■ ЧТО ТРЕБУЕТСЯ ■
Выпишите из текста об авторитетных изданиях все, что, по его словам, «продолжают существовать» или «продолжают звучать» после ухода журналистов из редакций.

■ ТЕКСТОВЫЙ БЛОК ■
◇ ◇ ◇

Большие издания с традициями (что называется newspapers of record, авторитетные издания) живут долго — дольше людей, которые их создавали и в них работали. Такие издания нередко вынуждены сталкиваться с компромиссами, на которые у журналистов нет возможности влиять, но от которых они могут уходить, физически покидая редакции. Редакции и их внутренняя культура при этом продолжают существовать. Как продолжают звучать и обвинения в конформизме.

Авторитетные издания, как ни грустно это звучит, могут сохранять репутацию частично и при этом продолжать оказывать влияние на публичную сферу. Бороться за то, чтобы сохранить максимум возможного в части журналистских стандартов и редакционной субъектности, — имеет смысл. Защитники «Ведомостей» это понимают, и они правы. Та же WSJ, при всех репутационных потерях, остается наиболее авторитетным изданием, пишущим о бизнесе, и, даже освещая политику, иногда выступает с неожиданно мощными эксклюзивами.

◇ ◇ ◇

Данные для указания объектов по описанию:

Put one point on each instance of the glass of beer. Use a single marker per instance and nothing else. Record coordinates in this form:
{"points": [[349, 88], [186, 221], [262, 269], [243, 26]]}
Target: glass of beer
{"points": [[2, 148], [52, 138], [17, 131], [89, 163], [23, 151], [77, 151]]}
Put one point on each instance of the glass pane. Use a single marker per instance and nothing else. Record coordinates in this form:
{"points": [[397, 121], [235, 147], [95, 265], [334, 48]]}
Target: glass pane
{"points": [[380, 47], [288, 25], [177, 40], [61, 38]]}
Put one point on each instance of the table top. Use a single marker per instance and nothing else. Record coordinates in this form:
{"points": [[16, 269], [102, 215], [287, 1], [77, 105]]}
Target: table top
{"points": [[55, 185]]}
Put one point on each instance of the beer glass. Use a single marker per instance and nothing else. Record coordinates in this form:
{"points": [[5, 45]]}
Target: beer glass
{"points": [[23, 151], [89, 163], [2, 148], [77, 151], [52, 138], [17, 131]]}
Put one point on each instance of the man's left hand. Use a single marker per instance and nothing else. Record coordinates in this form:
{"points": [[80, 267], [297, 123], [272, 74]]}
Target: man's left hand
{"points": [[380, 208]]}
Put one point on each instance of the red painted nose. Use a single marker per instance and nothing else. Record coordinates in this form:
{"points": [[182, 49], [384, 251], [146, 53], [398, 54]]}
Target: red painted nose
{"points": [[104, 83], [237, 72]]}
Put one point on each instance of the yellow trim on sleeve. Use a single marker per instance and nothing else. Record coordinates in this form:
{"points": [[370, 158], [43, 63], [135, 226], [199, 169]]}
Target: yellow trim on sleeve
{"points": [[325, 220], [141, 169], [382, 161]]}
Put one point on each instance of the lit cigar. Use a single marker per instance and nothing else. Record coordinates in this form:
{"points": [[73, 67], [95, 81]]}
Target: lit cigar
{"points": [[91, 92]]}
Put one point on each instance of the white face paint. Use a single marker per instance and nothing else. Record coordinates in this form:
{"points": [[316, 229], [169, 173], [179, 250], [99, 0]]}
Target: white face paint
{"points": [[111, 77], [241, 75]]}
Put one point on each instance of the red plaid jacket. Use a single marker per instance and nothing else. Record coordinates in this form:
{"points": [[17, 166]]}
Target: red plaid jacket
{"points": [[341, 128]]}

◇ ◇ ◇

■ РЕШЕНИЕ ■
Редакции, их внутренняя культура, обвинения в конформизме.